• **ENTRIES SHOWN**

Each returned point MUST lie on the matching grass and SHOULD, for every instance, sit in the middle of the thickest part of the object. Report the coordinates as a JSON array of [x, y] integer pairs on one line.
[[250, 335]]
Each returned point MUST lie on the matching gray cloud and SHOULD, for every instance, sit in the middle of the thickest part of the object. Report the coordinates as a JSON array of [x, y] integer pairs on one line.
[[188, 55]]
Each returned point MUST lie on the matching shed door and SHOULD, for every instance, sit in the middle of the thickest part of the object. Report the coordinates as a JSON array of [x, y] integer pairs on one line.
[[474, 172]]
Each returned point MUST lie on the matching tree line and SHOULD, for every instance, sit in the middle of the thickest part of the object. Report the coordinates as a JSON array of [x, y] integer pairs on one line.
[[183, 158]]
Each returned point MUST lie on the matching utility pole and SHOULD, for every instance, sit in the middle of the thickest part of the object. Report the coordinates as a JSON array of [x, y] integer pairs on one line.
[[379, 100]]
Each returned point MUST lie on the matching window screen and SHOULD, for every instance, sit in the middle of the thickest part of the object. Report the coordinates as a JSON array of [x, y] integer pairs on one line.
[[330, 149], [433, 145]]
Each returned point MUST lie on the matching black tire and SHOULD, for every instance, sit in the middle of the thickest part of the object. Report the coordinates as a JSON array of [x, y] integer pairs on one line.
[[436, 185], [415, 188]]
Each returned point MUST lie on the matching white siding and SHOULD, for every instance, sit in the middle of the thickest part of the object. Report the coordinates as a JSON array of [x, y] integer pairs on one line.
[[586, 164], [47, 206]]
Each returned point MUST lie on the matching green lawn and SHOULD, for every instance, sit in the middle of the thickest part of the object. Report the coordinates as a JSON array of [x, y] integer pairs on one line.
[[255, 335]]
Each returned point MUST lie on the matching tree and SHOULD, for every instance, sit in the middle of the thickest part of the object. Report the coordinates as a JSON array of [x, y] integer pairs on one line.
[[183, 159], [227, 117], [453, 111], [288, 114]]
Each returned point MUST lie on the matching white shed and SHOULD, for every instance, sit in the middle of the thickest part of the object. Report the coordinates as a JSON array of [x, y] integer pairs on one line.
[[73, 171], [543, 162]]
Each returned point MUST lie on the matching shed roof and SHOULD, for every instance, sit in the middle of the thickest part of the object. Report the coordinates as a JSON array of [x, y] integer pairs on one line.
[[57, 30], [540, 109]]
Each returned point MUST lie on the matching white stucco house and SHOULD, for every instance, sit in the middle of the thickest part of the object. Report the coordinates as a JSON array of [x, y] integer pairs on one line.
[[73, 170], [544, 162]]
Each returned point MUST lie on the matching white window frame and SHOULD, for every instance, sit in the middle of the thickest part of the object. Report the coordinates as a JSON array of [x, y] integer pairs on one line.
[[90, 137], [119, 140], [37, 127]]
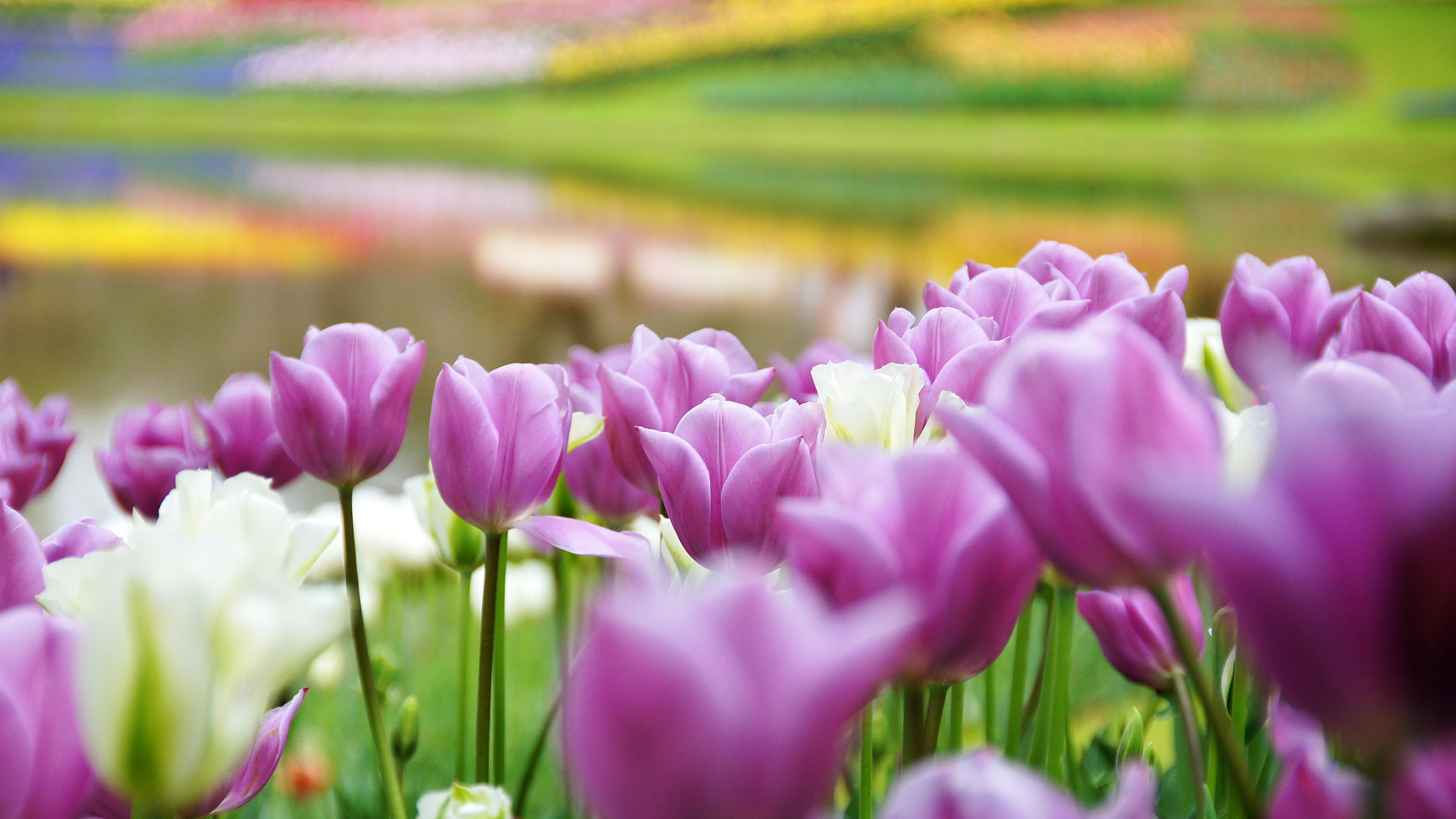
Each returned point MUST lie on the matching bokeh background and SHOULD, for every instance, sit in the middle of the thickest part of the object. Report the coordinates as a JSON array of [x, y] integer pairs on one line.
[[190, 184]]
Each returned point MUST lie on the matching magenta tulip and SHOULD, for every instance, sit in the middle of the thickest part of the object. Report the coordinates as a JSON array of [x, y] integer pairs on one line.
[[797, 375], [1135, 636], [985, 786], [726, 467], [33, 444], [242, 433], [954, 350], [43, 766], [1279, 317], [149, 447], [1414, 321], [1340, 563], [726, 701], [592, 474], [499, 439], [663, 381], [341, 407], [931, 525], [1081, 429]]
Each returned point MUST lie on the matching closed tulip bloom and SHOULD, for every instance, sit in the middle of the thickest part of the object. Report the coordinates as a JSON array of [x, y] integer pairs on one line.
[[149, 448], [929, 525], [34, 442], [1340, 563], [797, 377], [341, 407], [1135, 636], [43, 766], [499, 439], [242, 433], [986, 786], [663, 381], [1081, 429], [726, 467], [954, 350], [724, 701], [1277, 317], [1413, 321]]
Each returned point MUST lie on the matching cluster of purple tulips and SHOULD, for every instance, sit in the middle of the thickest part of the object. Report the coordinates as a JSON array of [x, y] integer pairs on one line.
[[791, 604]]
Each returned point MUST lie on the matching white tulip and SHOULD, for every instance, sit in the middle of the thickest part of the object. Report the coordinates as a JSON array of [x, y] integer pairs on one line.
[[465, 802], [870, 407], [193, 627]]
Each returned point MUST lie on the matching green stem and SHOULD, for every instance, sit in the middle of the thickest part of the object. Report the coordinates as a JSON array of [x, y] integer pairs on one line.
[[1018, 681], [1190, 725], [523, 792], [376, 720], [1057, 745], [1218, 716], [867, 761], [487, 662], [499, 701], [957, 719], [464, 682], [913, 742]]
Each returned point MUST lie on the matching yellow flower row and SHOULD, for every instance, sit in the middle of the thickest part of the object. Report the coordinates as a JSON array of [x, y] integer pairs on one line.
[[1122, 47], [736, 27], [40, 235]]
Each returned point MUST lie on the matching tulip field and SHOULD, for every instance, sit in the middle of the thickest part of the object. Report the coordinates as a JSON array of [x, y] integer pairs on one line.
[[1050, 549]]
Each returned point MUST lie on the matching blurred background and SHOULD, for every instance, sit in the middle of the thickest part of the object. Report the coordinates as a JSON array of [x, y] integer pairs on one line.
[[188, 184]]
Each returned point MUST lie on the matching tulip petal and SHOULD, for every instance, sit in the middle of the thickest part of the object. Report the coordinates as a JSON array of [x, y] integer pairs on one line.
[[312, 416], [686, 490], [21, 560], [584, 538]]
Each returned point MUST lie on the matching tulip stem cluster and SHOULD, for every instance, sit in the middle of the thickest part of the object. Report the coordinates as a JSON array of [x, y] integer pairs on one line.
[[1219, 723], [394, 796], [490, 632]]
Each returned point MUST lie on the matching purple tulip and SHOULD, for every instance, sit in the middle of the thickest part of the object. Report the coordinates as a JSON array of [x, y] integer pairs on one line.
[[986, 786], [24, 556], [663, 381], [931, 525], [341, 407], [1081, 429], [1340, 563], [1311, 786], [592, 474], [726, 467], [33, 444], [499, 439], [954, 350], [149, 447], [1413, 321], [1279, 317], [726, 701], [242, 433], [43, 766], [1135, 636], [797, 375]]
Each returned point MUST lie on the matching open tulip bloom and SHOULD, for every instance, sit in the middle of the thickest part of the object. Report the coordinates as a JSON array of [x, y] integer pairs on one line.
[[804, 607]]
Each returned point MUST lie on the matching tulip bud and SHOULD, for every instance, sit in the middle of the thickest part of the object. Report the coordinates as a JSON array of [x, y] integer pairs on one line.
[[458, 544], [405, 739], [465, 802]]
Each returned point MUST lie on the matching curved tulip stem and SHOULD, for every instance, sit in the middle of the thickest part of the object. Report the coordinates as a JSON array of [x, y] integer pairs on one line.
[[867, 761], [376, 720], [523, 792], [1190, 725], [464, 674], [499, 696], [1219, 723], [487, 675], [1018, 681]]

• **ASSIGNED TASK**
Copy every line of the listing above exactly. Leave each picture out.

• **RESPONSE BELOW**
Each returned point MUST lie on the matching grass and SHOULD, for every instance, sit in the middle of the thickest part of the object. Report the coordinates as a JSON array of [x, y] integer pairs on one line.
[[250, 335]]
Each returned point MUST lie on the matching gray cloud and SHOULD, for every instance, sit in the middle of the thickest part of the object. Report the coordinates as a JSON array of [x, y] integer pairs on one line.
[[188, 55]]
Each returned point MUST lie on the matching shed door and SHOULD, for every instance, sit in the middle of the thickest part of the object. Report the coordinates as a JSON array of [x, y] integer pairs on one line.
[[474, 172]]
Each returned point MUST lie on the matching tree line and SHOULD, for every instance, sit in the middle of the thickest part of the object. Report the coordinates as a JSON array of [x, y] integer pairs on one line.
[[183, 158]]
Each returned point MUST lie on the matching utility pole and SHOULD, for every instance, sit in the middle of the thickest part of the object. Report the coordinates as a JSON array of [x, y] integer pairs on one line.
[[379, 100]]
Each returned point MUST lie on the matching window screen and SHOULD, for every instance, sit in the middle of the thickest part of the object. Report the coordinates as a JSON array of [x, y] integer pairs on one line.
[[330, 149], [433, 145]]
Each returned point MUST lie on the matching black tire and SHOULD, for every instance, sit in the middle of the thickest part of the object. Report the coordinates as a JSON array of [x, y] integer pairs on one line.
[[436, 185], [415, 188]]
Each returned point MUST lie on the matching white siding and SHOULD, for every instance, sit in the middle of the thickest part of the object. Report the coordinates as a JSON array of [x, y] integer pairs on one line.
[[586, 164], [47, 206]]
Each returned point MUST lie on the matching green lawn and SHOULD, for every instance, sit in the middle of the thickest part of the object. Report the coordinates as a JSON array of [x, y] integer pairs on one line.
[[255, 335]]
Each returned point MUST lie on the matching tree and SHOULD, for every instance, sit in the middle of the thickest part of the object. Report the coordinates as a JSON array of [x, y] integer pairs on one line.
[[183, 159], [227, 117], [453, 111], [288, 114]]
Each returned point MUST lie on the matching white shed and SHOULD, for every instance, sit in the middle of the thickest part of the object. Report the coordinates as a JSON array of [x, y] integer pairs on one line.
[[73, 171], [543, 162]]
Each returned point MUST lie on the matching shed roof and SHOULD, for every instance, sit in the middle of the thickest part of the object. Report the coordinates as a JSON array of [x, y] integer pairs on one line.
[[57, 30], [540, 109]]
Each returned point MUST lie on the matching white stucco house and SHOULD, for every instance, sit in the middle of the thickest part of the object. Report the coordinates as a JSON array of [x, y] integer pairs on one line.
[[73, 170], [544, 162]]
Each returned point MUST lie on the matching white window frame and SHOULD, for every instance, sit in the middle of the thickest part of the object. Report the coordinates as a JSON array of [x, y] integer pairs on one line.
[[90, 137], [119, 140], [37, 127]]
Each returned point MUST lie on the matching bokeh background and SHOULD, for every instance, sit in the middle of the thickest part of the object. Report the coordinates as a JSON array of [x, y] integer pairs on one line.
[[190, 184]]
Each returned point MUST lie on the matching magenta tulip and SHOULD, for every instance, sit in the middle of the thickest part of the object. Report the coordinates as a JSON array of [x, y] integer pairs on one line.
[[797, 375], [1135, 636], [985, 786], [726, 467], [33, 444], [242, 433], [954, 350], [43, 766], [1279, 317], [149, 447], [1414, 321], [1340, 563], [726, 701], [592, 474], [499, 439], [663, 381], [341, 407], [931, 525], [1081, 429]]
Each returned point MUST lie on the matching closed tulip bloom and SHOULD, for every instance, sit in the middle of the thickest part of the object. Report the coordinates as a JSON array of [x, y] integer pairs on one line.
[[149, 448], [929, 525], [34, 442], [1340, 563], [797, 377], [341, 407], [1135, 636], [43, 766], [499, 439], [242, 433], [986, 786], [663, 381], [1081, 429], [726, 467], [954, 350], [724, 701], [1277, 317], [1413, 321]]
Each returned point MUST lie on the matching cluster of purple tulips and SHOULD, for every instance, sit in the middle of the thickest part of the object. Report the coordinates as a JSON array of [x, y] integer pairs on one line.
[[791, 604]]
Each returned point MUST lie on the matching white tulip and SHOULD, for every instance, sit in the middle of the thickest part of the object. Report the coordinates as a JSON array of [x, y] integer pairs on one line.
[[465, 802], [870, 407], [193, 627]]
Each returned point MUST lie on the matching green stem and SHOULD, for every instance, sit in the middle of the thickest part of the object. Report the coordinates as a JSON array of [x, y] integer pairs on one line.
[[1018, 681], [1190, 725], [523, 792], [376, 720], [1057, 745], [1218, 716], [867, 761], [487, 662], [499, 701], [957, 719], [464, 682], [913, 742]]
Each returned point MUST lie on the matching yellow flower row and SHOULD, for every instance, sit in the middle of the thickest part of the object. Report the coordinates as a JSON array of [x, y] integer pairs on one line.
[[1122, 47], [736, 27], [40, 235]]
Each returned point MUST lie on the matching tulip field and SHOULD, for every instance, sit in the middle of the thickest part of the object. Report the coordinates as a JSON array of [x, y] integer pairs on one line.
[[1050, 549]]
Each returned point MUST lie on the matching blurred background and SHOULD, for every instance, sit in the middle of the thickest part of the object. Report the coordinates as a JSON array of [x, y] integer pairs on one line.
[[188, 184]]
Each returned point MUST lie on the matching tulip petal and SHOULD, for every instance, sit in the middle of the thickest part of the object. Report the coordinates as a JSON array of [x, y] integer pairs on one line.
[[312, 416], [686, 490], [21, 560], [584, 538]]
Each returned point MUST lie on the matching tulip stem cluster and SHOULD, for every instance, sit in the middle of the thickest part of the object. Report the coordinates as a JSON array of [x, y] integer pairs on one line.
[[1219, 723], [394, 796], [490, 632]]
Each returned point MUST lie on the matching purple tulip and SHOULD, for every instance, sit in the middle of the thickest part of the object. Report the coordinates as a JSON array of [x, y] integer pairs on one line.
[[986, 786], [24, 556], [663, 381], [931, 525], [341, 407], [1081, 429], [1340, 563], [1311, 786], [592, 474], [726, 467], [33, 444], [499, 439], [954, 350], [149, 447], [1413, 321], [1279, 317], [726, 701], [242, 433], [43, 766], [1135, 636], [797, 375]]
Each returned point MUST lie on the matching open tulip bloom and SHOULD, for every instance, sit in the middle of the thickest part of the object. Report the coordinates as a JSON array of [x, y] integer pairs on one line.
[[804, 607]]
Each returned point MUST lie on the matching tulip bud and SHOULD, for every instance, sit in the middle of the thickest part of the object. Report the coordinates as a JSON array of [x, y] integer pairs on one line.
[[458, 544], [405, 739], [465, 802]]
Each returned point MUST lie on the matching curved tulip stem and SHOULD, for every instance, sit in the middle of the thickest part of the object. Report the coordinates as a JSON array of [x, y] integer pairs on one line.
[[867, 761], [376, 720], [523, 792], [1190, 725], [464, 674], [499, 696], [1219, 723], [487, 675], [1018, 681]]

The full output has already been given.